* What is needed *
Don't copy the pictures; return every other part of the records exactly.

* Input rows *
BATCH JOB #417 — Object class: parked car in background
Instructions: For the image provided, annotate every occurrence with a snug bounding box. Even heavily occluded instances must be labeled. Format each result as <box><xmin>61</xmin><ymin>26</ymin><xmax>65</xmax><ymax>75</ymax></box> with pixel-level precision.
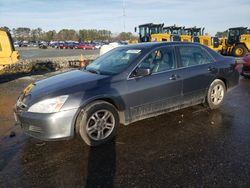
<box><xmin>15</xmin><ymin>42</ymin><xmax>239</xmax><ymax>146</ymax></box>
<box><xmin>75</xmin><ymin>43</ymin><xmax>95</xmax><ymax>50</ymax></box>
<box><xmin>65</xmin><ymin>42</ymin><xmax>79</xmax><ymax>49</ymax></box>
<box><xmin>241</xmin><ymin>55</ymin><xmax>250</xmax><ymax>78</ymax></box>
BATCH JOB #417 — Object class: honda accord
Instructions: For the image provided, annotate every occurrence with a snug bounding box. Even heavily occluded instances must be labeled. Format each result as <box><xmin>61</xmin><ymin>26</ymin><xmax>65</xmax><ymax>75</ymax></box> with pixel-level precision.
<box><xmin>14</xmin><ymin>42</ymin><xmax>239</xmax><ymax>146</ymax></box>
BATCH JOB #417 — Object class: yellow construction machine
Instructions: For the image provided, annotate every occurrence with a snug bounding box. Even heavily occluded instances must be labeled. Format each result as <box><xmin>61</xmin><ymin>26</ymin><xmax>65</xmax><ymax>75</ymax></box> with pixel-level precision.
<box><xmin>221</xmin><ymin>27</ymin><xmax>250</xmax><ymax>57</ymax></box>
<box><xmin>151</xmin><ymin>25</ymin><xmax>185</xmax><ymax>42</ymax></box>
<box><xmin>0</xmin><ymin>29</ymin><xmax>20</xmax><ymax>70</ymax></box>
<box><xmin>135</xmin><ymin>23</ymin><xmax>164</xmax><ymax>42</ymax></box>
<box><xmin>181</xmin><ymin>27</ymin><xmax>222</xmax><ymax>52</ymax></box>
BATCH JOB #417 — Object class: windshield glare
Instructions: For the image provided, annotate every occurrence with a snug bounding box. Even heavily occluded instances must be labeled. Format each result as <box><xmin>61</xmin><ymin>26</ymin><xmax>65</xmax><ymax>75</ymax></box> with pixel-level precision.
<box><xmin>85</xmin><ymin>47</ymin><xmax>141</xmax><ymax>75</ymax></box>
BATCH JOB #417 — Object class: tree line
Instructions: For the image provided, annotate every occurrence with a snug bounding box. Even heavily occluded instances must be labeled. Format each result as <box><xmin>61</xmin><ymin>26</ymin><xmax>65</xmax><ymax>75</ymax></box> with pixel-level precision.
<box><xmin>1</xmin><ymin>26</ymin><xmax>228</xmax><ymax>41</ymax></box>
<box><xmin>1</xmin><ymin>26</ymin><xmax>136</xmax><ymax>41</ymax></box>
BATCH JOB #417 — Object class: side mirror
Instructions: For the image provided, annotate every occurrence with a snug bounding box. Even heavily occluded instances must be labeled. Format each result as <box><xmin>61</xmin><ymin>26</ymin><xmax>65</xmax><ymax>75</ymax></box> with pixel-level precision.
<box><xmin>135</xmin><ymin>68</ymin><xmax>152</xmax><ymax>76</ymax></box>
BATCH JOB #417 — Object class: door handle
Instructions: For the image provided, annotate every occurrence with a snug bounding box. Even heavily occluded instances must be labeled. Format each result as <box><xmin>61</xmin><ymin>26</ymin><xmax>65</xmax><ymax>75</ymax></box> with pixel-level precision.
<box><xmin>169</xmin><ymin>74</ymin><xmax>180</xmax><ymax>80</ymax></box>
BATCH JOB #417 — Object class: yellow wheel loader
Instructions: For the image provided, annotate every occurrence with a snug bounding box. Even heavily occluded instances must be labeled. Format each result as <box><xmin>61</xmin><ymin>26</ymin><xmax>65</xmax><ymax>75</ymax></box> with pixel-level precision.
<box><xmin>181</xmin><ymin>27</ymin><xmax>222</xmax><ymax>52</ymax></box>
<box><xmin>222</xmin><ymin>27</ymin><xmax>250</xmax><ymax>57</ymax></box>
<box><xmin>135</xmin><ymin>23</ymin><xmax>164</xmax><ymax>42</ymax></box>
<box><xmin>0</xmin><ymin>29</ymin><xmax>20</xmax><ymax>70</ymax></box>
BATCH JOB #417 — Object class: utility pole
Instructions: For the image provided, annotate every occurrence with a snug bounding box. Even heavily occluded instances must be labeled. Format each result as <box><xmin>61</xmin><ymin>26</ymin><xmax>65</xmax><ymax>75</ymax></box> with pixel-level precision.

* Task response *
BATCH JOB #417 — Object class: parked car in background
Instructions: For the image provided, annotate every occurrence with a snug bounding box. Even heavily occluded instances must be labeled. Format each result as <box><xmin>61</xmin><ymin>26</ymin><xmax>65</xmax><ymax>75</ymax></box> with pixel-level precision.
<box><xmin>15</xmin><ymin>42</ymin><xmax>239</xmax><ymax>146</ymax></box>
<box><xmin>75</xmin><ymin>43</ymin><xmax>95</xmax><ymax>50</ymax></box>
<box><xmin>65</xmin><ymin>42</ymin><xmax>79</xmax><ymax>49</ymax></box>
<box><xmin>241</xmin><ymin>55</ymin><xmax>250</xmax><ymax>78</ymax></box>
BATCH JOB #417 — Object class: honda accord
Instructions: For the image provided, annotate every occurrence with a snug bounding box. Even heavily occluded instances must be labeled. Format each result as <box><xmin>61</xmin><ymin>26</ymin><xmax>65</xmax><ymax>75</ymax></box> with pixel-level precision.
<box><xmin>14</xmin><ymin>42</ymin><xmax>239</xmax><ymax>146</ymax></box>
BATCH JOB #417 — Object class: yellow construction machine
Instructions: For the image provided, annotate every occurrence with a snug bounding box. Even heavily occluded instances must be labeled. Format each result as <box><xmin>61</xmin><ymin>26</ymin><xmax>65</xmax><ymax>75</ymax></box> with pixel-level precision.
<box><xmin>221</xmin><ymin>27</ymin><xmax>250</xmax><ymax>57</ymax></box>
<box><xmin>151</xmin><ymin>25</ymin><xmax>185</xmax><ymax>42</ymax></box>
<box><xmin>0</xmin><ymin>29</ymin><xmax>20</xmax><ymax>70</ymax></box>
<box><xmin>135</xmin><ymin>23</ymin><xmax>164</xmax><ymax>42</ymax></box>
<box><xmin>181</xmin><ymin>27</ymin><xmax>222</xmax><ymax>52</ymax></box>
BATCH JOB #417 — Object class: windshield glare
Instructions: For the image provided, annotate every occurrence with a snug bounding box. Even heavily occluded instances must be labeled. Format each result as <box><xmin>61</xmin><ymin>26</ymin><xmax>65</xmax><ymax>75</ymax></box> with pixel-level precision.
<box><xmin>85</xmin><ymin>47</ymin><xmax>141</xmax><ymax>75</ymax></box>
BATCH JOB #417 — Object class: tree line
Instructions: For the image provided, annotate every occurrence with a snug bounding box. Even heavily occluded instances must be labeled. Format each result as <box><xmin>61</xmin><ymin>26</ymin><xmax>65</xmax><ymax>75</ymax></box> with pixel-level precision.
<box><xmin>1</xmin><ymin>26</ymin><xmax>228</xmax><ymax>41</ymax></box>
<box><xmin>1</xmin><ymin>26</ymin><xmax>136</xmax><ymax>41</ymax></box>
BATCH JOB #417 — Object class: side mirror
Instructions: For the image provided, annotate every occurrence with a snug bounding box. Even heavily occluded instances must be labeled. Format each result as <box><xmin>61</xmin><ymin>26</ymin><xmax>65</xmax><ymax>75</ymax></box> with pixel-level precision.
<box><xmin>135</xmin><ymin>68</ymin><xmax>152</xmax><ymax>76</ymax></box>
BATCH JOB #417 — Object class: door handle
Instructions: For the image provided, annotate every occurrence with a snug bounding box. Even heavily occluded instances must be labeled. Format each result as <box><xmin>61</xmin><ymin>26</ymin><xmax>65</xmax><ymax>75</ymax></box> with pixel-level precision.
<box><xmin>169</xmin><ymin>74</ymin><xmax>180</xmax><ymax>80</ymax></box>
BATCH JOB #417 — Object class: yellow wheel loader
Instructions: For the image provided, annotate every occurrence with a snug bounding box. Even heavily occluded instances must be labeled. Format each result as <box><xmin>61</xmin><ymin>26</ymin><xmax>65</xmax><ymax>75</ymax></box> with pixel-level precision.
<box><xmin>181</xmin><ymin>27</ymin><xmax>222</xmax><ymax>52</ymax></box>
<box><xmin>222</xmin><ymin>27</ymin><xmax>250</xmax><ymax>57</ymax></box>
<box><xmin>135</xmin><ymin>23</ymin><xmax>164</xmax><ymax>42</ymax></box>
<box><xmin>0</xmin><ymin>29</ymin><xmax>20</xmax><ymax>70</ymax></box>
BATCH JOB #417 — Object class: utility pole
Instructions: For the image provided, annotate every occurrence with a snug bounding box. Even heavily occluded instances must be labeled. Format each result as <box><xmin>61</xmin><ymin>26</ymin><xmax>65</xmax><ymax>75</ymax></box> with pixel-level precision.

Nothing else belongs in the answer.